__Directive__:
Transcribe, word for word, every line from the one containing "In this exercise you will tag the dark trousers" through the final line of the records, and omit the pictures.

__Listing__:
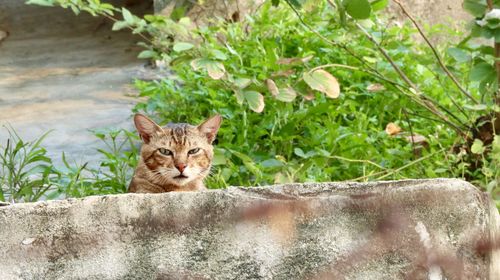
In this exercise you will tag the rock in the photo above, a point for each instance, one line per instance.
(415, 229)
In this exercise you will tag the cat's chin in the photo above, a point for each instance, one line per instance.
(181, 180)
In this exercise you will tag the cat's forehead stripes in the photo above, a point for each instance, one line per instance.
(179, 132)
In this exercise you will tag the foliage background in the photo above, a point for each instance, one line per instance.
(310, 91)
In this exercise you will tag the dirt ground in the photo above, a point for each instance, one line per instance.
(65, 73)
(70, 74)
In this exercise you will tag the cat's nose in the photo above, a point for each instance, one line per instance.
(180, 167)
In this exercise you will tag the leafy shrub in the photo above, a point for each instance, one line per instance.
(28, 174)
(315, 93)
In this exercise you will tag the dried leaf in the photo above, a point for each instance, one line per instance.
(294, 60)
(392, 129)
(309, 96)
(282, 223)
(255, 100)
(283, 73)
(323, 81)
(375, 88)
(417, 139)
(286, 94)
(3, 35)
(216, 70)
(271, 86)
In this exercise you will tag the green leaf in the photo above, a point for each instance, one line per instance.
(477, 147)
(215, 69)
(323, 81)
(476, 107)
(299, 152)
(481, 71)
(378, 5)
(182, 46)
(146, 54)
(294, 3)
(475, 7)
(459, 55)
(255, 100)
(119, 25)
(219, 55)
(358, 9)
(128, 17)
(242, 82)
(286, 94)
(271, 163)
(47, 3)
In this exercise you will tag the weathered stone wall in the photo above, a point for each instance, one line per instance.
(427, 229)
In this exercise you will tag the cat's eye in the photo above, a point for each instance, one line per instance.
(164, 151)
(193, 151)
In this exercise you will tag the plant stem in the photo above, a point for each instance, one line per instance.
(434, 51)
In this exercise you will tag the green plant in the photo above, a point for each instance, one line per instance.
(24, 169)
(28, 174)
(307, 89)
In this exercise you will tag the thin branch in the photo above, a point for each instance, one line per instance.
(411, 132)
(410, 164)
(358, 161)
(328, 40)
(434, 51)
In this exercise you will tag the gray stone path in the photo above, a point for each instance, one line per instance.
(66, 73)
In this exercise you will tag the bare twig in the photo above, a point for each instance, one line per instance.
(434, 51)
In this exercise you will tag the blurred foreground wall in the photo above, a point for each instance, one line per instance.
(416, 229)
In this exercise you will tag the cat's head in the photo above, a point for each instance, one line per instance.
(179, 153)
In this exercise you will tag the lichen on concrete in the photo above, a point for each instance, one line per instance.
(412, 229)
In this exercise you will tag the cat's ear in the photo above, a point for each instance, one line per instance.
(210, 127)
(146, 127)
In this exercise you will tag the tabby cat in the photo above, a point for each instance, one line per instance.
(174, 158)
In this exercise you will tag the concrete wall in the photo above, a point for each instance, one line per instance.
(427, 229)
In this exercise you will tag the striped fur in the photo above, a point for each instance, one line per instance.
(177, 157)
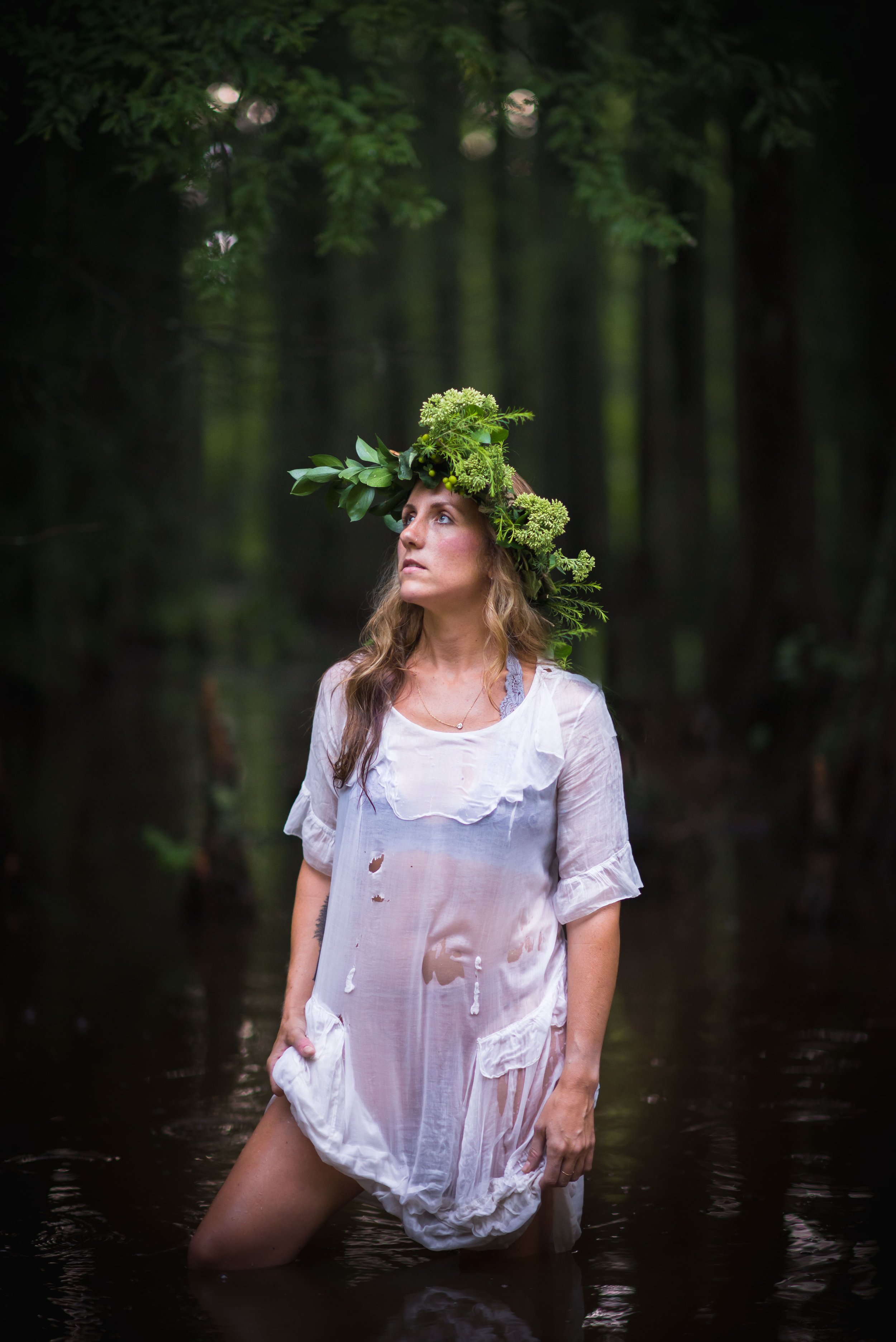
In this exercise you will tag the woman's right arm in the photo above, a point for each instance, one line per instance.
(309, 917)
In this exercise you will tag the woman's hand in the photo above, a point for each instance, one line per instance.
(290, 1035)
(567, 1132)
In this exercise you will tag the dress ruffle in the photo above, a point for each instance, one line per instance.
(618, 878)
(481, 1211)
(464, 778)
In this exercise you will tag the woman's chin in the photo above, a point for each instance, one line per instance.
(414, 592)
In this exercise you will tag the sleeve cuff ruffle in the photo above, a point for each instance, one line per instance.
(317, 838)
(618, 878)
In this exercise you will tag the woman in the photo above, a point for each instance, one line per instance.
(466, 847)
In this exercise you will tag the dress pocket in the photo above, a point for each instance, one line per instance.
(522, 1043)
(316, 1088)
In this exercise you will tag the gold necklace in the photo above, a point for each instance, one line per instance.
(459, 725)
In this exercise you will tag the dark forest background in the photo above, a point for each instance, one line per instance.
(718, 415)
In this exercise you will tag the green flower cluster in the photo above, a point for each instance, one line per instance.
(464, 450)
(545, 520)
(446, 411)
(578, 569)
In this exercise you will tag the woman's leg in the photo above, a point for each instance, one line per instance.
(276, 1198)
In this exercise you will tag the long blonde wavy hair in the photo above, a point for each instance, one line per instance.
(392, 634)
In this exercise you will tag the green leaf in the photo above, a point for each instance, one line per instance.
(379, 477)
(367, 453)
(357, 501)
(171, 854)
(406, 462)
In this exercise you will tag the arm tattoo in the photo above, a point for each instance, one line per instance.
(323, 921)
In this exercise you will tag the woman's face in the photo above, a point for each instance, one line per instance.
(442, 551)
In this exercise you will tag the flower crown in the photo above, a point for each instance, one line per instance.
(464, 450)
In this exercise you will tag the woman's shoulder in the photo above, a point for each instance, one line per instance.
(336, 675)
(577, 700)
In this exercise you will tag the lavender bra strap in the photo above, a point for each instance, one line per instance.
(514, 693)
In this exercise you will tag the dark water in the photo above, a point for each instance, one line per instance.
(744, 1174)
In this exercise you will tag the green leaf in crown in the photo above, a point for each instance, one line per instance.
(464, 449)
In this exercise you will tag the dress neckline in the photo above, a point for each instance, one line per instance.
(475, 732)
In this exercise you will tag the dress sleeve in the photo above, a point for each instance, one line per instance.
(314, 811)
(594, 854)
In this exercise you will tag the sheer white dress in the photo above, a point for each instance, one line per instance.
(439, 1004)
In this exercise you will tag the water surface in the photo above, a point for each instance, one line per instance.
(744, 1149)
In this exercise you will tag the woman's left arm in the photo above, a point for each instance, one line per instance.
(567, 1125)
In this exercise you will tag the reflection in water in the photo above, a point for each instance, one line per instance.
(744, 1117)
(434, 1302)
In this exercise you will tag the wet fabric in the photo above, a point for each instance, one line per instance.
(439, 1006)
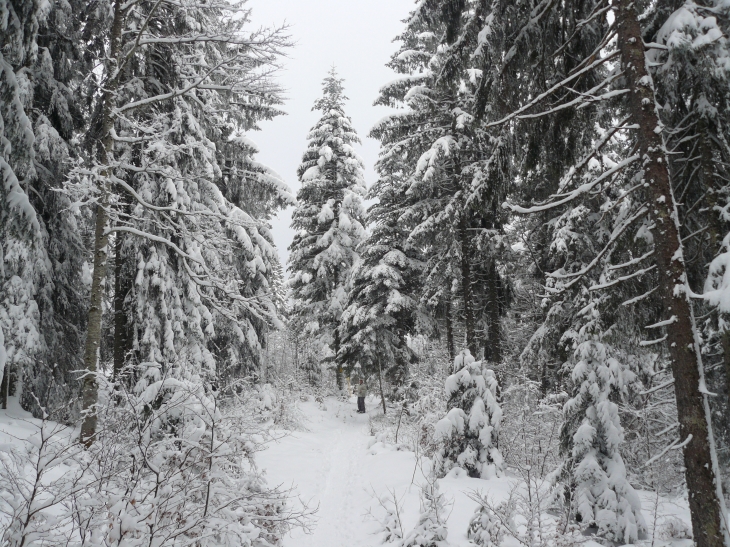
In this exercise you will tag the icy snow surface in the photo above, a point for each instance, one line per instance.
(336, 466)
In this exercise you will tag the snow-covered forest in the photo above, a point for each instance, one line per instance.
(531, 301)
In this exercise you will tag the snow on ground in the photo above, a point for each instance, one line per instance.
(336, 467)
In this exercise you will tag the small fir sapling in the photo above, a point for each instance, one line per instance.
(430, 531)
(390, 524)
(602, 494)
(469, 433)
(485, 527)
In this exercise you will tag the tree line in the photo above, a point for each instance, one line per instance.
(552, 197)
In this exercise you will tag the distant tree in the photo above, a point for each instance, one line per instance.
(329, 222)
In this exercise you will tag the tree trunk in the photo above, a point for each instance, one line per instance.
(692, 408)
(380, 382)
(449, 328)
(493, 349)
(89, 393)
(121, 328)
(5, 388)
(466, 286)
(338, 366)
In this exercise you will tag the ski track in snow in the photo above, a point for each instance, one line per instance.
(333, 469)
(326, 465)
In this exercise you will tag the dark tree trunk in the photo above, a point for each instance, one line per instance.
(683, 351)
(380, 382)
(493, 348)
(89, 390)
(449, 328)
(122, 283)
(466, 280)
(6, 388)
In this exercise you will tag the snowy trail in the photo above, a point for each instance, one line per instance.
(334, 470)
(328, 465)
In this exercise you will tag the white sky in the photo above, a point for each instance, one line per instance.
(354, 35)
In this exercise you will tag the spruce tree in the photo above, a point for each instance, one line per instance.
(469, 434)
(42, 297)
(329, 221)
(382, 305)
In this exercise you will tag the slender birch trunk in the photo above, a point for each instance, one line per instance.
(101, 237)
(466, 287)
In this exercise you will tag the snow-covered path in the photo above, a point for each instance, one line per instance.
(328, 466)
(334, 470)
(338, 469)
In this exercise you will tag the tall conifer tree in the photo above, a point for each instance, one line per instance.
(329, 221)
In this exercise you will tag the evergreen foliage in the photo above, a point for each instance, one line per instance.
(469, 434)
(329, 222)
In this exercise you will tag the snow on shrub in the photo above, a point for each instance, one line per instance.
(485, 527)
(468, 435)
(602, 494)
(430, 531)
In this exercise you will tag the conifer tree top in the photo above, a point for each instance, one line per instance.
(333, 93)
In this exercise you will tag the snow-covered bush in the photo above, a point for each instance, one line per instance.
(469, 433)
(674, 528)
(168, 467)
(602, 494)
(523, 517)
(430, 531)
(390, 527)
(485, 527)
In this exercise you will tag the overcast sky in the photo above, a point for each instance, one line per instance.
(354, 35)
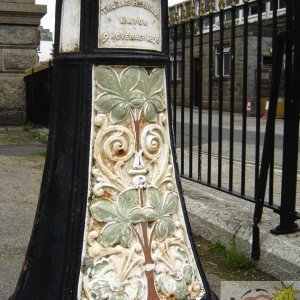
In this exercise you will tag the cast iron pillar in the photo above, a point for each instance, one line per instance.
(111, 221)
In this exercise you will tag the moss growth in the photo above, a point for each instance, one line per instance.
(228, 264)
(231, 258)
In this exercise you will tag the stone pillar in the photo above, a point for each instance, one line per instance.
(19, 21)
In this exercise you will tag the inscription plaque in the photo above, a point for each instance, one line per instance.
(130, 24)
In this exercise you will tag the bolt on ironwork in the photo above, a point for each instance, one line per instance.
(201, 8)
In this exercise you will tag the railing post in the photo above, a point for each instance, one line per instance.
(291, 124)
(111, 221)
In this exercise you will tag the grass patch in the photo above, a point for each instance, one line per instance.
(40, 136)
(28, 126)
(228, 264)
(231, 258)
(37, 134)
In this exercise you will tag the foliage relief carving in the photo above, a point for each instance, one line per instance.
(136, 243)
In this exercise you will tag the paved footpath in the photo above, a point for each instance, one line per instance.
(22, 161)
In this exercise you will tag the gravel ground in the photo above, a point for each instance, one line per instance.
(21, 161)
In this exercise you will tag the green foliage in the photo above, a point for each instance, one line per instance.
(118, 216)
(161, 212)
(132, 89)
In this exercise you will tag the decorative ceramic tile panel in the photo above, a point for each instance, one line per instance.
(131, 24)
(136, 241)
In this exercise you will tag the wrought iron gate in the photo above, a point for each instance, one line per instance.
(226, 73)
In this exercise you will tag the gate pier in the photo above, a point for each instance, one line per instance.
(111, 221)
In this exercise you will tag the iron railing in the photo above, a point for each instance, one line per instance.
(224, 74)
(38, 81)
(218, 89)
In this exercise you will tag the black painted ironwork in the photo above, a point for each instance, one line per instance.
(38, 83)
(229, 127)
(53, 260)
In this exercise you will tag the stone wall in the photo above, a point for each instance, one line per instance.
(239, 60)
(19, 21)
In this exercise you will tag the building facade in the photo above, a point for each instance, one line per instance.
(207, 73)
(19, 39)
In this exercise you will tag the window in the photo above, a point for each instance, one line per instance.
(226, 61)
(178, 63)
(253, 9)
(281, 4)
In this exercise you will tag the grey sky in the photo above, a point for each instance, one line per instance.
(48, 19)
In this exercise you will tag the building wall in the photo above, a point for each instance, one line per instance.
(19, 23)
(266, 56)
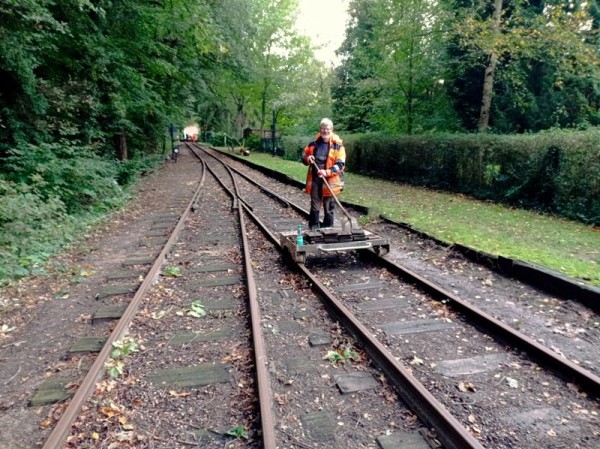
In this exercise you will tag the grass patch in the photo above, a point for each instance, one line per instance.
(565, 246)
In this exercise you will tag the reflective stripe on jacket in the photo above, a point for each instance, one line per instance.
(336, 162)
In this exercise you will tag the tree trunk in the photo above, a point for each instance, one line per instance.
(488, 79)
(121, 144)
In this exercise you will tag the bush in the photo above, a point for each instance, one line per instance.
(557, 172)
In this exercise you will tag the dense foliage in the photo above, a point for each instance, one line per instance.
(507, 66)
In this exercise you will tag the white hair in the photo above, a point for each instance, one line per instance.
(326, 122)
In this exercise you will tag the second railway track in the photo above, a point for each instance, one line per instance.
(414, 366)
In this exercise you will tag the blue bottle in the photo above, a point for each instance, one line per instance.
(299, 236)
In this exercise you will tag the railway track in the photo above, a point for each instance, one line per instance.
(231, 347)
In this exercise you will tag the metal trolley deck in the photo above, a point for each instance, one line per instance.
(330, 240)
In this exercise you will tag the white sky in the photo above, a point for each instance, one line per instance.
(324, 21)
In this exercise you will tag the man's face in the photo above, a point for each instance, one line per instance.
(326, 132)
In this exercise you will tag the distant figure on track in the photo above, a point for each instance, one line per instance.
(326, 159)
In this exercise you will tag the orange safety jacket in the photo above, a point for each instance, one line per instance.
(335, 163)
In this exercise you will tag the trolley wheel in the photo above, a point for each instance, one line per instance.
(381, 250)
(300, 258)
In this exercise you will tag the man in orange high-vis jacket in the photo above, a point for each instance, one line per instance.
(329, 155)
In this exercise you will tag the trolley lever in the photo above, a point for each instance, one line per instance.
(348, 216)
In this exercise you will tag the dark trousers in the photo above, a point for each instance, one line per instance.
(316, 200)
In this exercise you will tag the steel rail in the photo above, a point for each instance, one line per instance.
(546, 357)
(564, 367)
(88, 385)
(450, 431)
(263, 380)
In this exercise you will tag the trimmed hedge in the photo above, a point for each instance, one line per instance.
(556, 171)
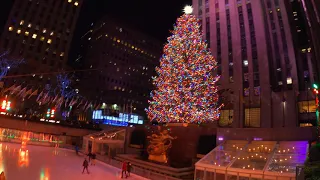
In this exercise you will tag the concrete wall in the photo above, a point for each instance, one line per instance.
(268, 134)
(184, 148)
(6, 122)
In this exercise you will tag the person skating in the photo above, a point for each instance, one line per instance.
(93, 159)
(90, 156)
(124, 169)
(129, 166)
(77, 150)
(85, 165)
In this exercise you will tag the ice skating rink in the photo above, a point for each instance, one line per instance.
(48, 163)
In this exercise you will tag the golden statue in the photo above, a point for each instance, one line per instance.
(159, 145)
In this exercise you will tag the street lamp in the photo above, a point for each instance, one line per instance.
(316, 93)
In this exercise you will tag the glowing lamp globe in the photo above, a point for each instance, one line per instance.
(187, 9)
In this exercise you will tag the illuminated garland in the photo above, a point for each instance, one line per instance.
(185, 85)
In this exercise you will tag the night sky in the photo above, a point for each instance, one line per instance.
(153, 17)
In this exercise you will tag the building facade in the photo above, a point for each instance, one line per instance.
(122, 62)
(40, 32)
(265, 58)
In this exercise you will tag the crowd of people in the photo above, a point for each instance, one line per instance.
(126, 166)
(92, 159)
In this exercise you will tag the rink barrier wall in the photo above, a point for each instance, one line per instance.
(118, 164)
(41, 127)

__Response to the task__:
In this exercise you will tag the dark trousers in the photo above, a point for each instance, one line per instance.
(316, 200)
In this exercise you will tag the steel rail in the photo above, a point for each instance, one line per instance.
(546, 357)
(564, 367)
(88, 385)
(450, 431)
(263, 380)
In this exercise you will tag the trimmed hedge in the photo above, a point for each instance, one line per instance.
(556, 171)
In this exercise you will tag the concrete wall in the photo above, a point for each instance, one line per instance.
(268, 134)
(184, 148)
(6, 122)
In this exercise you will tag the person skating in the photo above, a point for each instance, one line per instance.
(93, 159)
(90, 156)
(124, 169)
(129, 166)
(77, 150)
(85, 165)
In this exercise you will tag the ice skating rink in the photo above, a point for each instance, one line per instance.
(48, 163)
In this exercise you will tag the golden statue in the photo above, a point for each instance, one line per instance.
(159, 145)
In this exercise you will tag the street lamp in the photo above, a point for each instance, one line per instance.
(316, 93)
In this exercise you will tag the glowing lamp globe in the photo above, a point for each instance, one line per instance.
(187, 9)
In this exercise you will tag the illuminated garland in the photo above, a point for each instance, one line per instance.
(185, 85)
In this exercise you will tag the night sky in the photo above, a point for each instance, one line per instance.
(153, 17)
In this exercise you will tag the building facade in the photo above, a point for each instance, one line per instance.
(122, 62)
(40, 32)
(265, 58)
In this exercise you will tag the crowd of people in the photo above, a point for each instance, one line per instance.
(126, 166)
(92, 159)
In this exercise you will tag the rink barrier wall in the photo above, a point for each instance, one line per instance.
(118, 164)
(41, 127)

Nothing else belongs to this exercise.